(Excerpts from a detection dataset)
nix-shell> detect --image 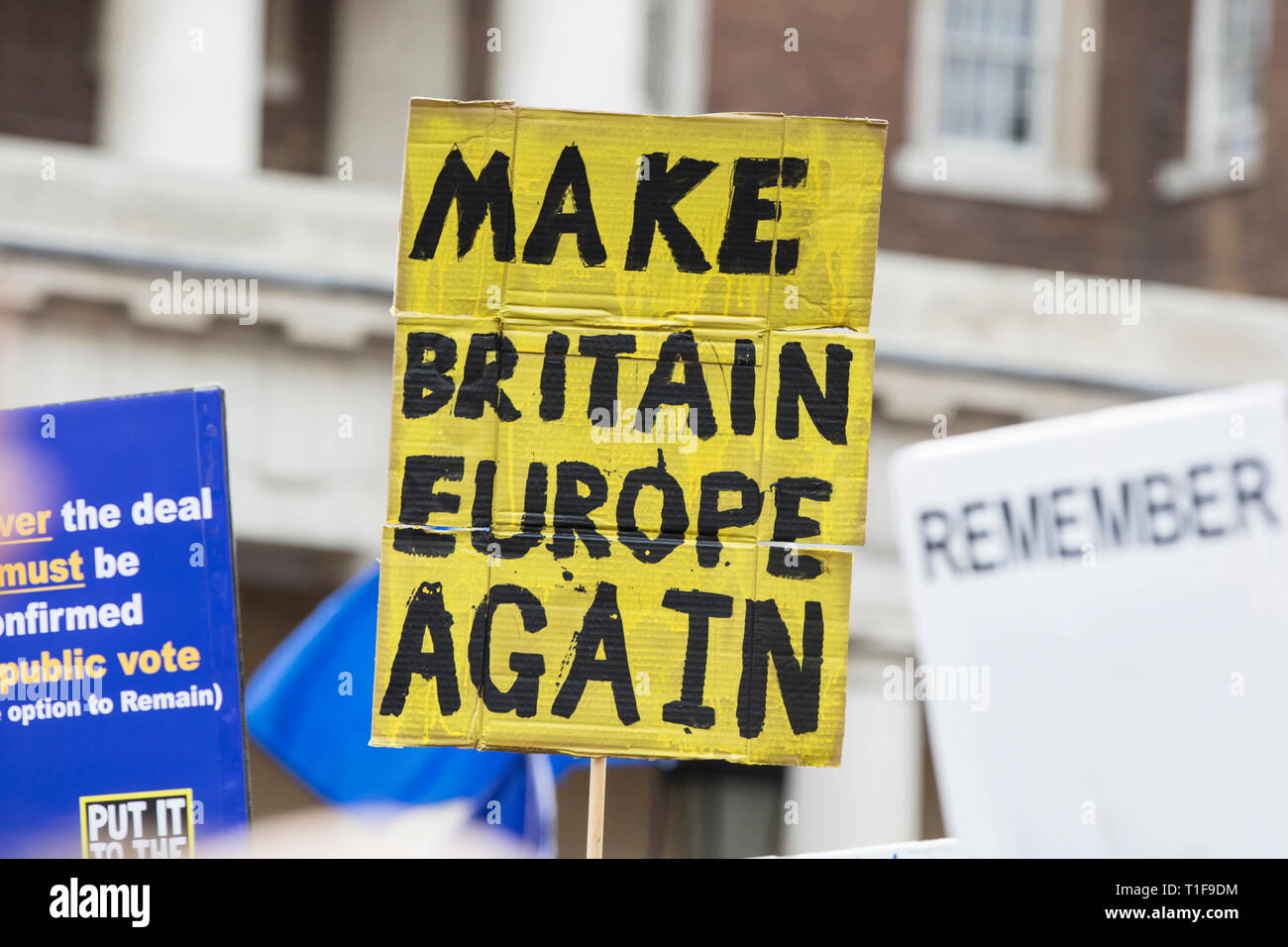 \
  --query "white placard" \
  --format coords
[886,384,1288,857]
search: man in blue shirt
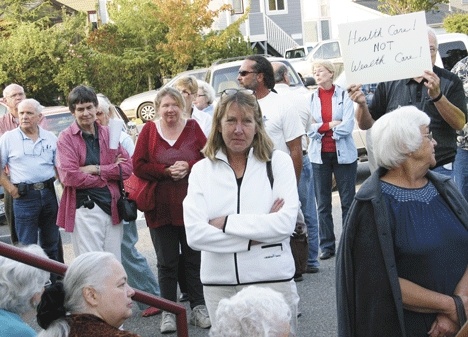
[0,99,60,260]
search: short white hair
[210,286,291,337]
[371,105,431,169]
[197,80,216,104]
[0,245,50,315]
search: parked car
[120,68,207,122]
[284,43,317,59]
[290,40,344,79]
[205,56,307,96]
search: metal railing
[0,242,188,337]
[263,14,298,55]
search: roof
[355,0,466,26]
[54,0,97,12]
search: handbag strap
[117,164,127,197]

* **INSTRUCTIONS FOR THE TASK**: Revise the listing from the line containing "search: short white hair" through its final line, changing "metal railing" to "steel railing" and leaving everything else as it is. Output only those lines.

* **OUTPUT FOR THIS EXERCISE**:
search: short white hair
[210,286,291,337]
[371,105,431,169]
[197,80,216,104]
[0,245,50,315]
search: parked car
[120,68,207,122]
[284,43,317,59]
[290,40,344,79]
[205,56,307,96]
search: steel railing
[0,242,188,337]
[263,14,298,55]
search: roof
[355,0,466,26]
[54,0,97,12]
search: handbag strap
[117,164,127,197]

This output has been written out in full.